*Given task*
Rewrite all of the items below, replacing every occurrence of "put down one point" with "mark one point" and leaving everything else unchanged.

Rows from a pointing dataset
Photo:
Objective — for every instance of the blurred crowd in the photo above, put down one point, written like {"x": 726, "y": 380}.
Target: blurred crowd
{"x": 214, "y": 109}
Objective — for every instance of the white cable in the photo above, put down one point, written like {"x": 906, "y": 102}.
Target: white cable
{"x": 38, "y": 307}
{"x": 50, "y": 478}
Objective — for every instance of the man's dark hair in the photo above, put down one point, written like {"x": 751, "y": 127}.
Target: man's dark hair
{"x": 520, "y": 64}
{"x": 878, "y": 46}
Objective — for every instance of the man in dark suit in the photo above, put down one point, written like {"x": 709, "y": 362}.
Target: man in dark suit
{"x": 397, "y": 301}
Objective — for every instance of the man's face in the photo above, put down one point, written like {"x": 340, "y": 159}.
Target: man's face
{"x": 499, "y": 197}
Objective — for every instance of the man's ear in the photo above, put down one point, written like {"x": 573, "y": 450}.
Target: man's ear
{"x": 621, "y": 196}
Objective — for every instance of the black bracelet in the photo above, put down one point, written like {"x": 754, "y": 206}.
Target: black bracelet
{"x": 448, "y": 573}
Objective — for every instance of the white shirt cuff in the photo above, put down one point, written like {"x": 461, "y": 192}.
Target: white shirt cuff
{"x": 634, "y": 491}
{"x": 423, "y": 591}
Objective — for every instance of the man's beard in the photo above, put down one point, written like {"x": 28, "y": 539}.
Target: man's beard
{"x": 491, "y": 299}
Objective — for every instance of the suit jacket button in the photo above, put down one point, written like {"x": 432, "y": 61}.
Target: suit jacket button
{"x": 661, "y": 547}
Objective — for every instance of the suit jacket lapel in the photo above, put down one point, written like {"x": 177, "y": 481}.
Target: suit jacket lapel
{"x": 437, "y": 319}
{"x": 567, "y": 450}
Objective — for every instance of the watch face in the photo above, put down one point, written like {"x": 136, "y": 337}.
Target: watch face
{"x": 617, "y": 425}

*Exercise solution*
Photo:
Objective — for every instance of the blurred crowd in the photo above, mark one point, written like {"x": 726, "y": 380}.
Target: blurred crowd
{"x": 214, "y": 109}
Objective — for every instance of the white cable in the photo above, mark one point, written like {"x": 906, "y": 102}.
Target: white cable
{"x": 38, "y": 307}
{"x": 50, "y": 478}
Objective — for every instance of the man's dark hair in the photo above, mark one point, written like {"x": 751, "y": 127}.
Target: man's dark hair
{"x": 520, "y": 64}
{"x": 878, "y": 46}
Objective — for every instance of the man in dark suit in the photo above, mark one point, written like {"x": 709, "y": 362}.
Target: man in dark suit
{"x": 397, "y": 301}
Objective — for every instance of the man's face in the photo above, mark one point, written like {"x": 340, "y": 159}.
Target: man's face
{"x": 499, "y": 197}
Objective — for every instance of the man's ear in the photo above, mark one point, written like {"x": 573, "y": 450}.
Target: man's ear
{"x": 621, "y": 196}
Objective — for every instance of the black bracelet in the photo above, mark one point, written like {"x": 754, "y": 206}.
Target: black bracelet
{"x": 448, "y": 573}
Objective — for every instance of the white shirt cuff in the photo above, mark one point, written like {"x": 461, "y": 192}.
Target: white shirt cuff
{"x": 634, "y": 491}
{"x": 423, "y": 591}
Objective — for every instance of the man's beard in the photo above, mark one point, written like {"x": 28, "y": 539}.
Target: man's beard
{"x": 491, "y": 299}
Objective — for every instance of the suit jacket button in the photo above, mark one point, written like {"x": 432, "y": 61}.
Target: suit jacket button
{"x": 661, "y": 547}
Objective — for every instance of the suit jacket lapel in the photo above, mark one point, written like {"x": 177, "y": 481}.
Target: suit jacket lapel
{"x": 437, "y": 319}
{"x": 567, "y": 450}
Objective — for every instance of the watch face in the photo above, mark one point, written like {"x": 136, "y": 337}.
Target: watch face
{"x": 617, "y": 425}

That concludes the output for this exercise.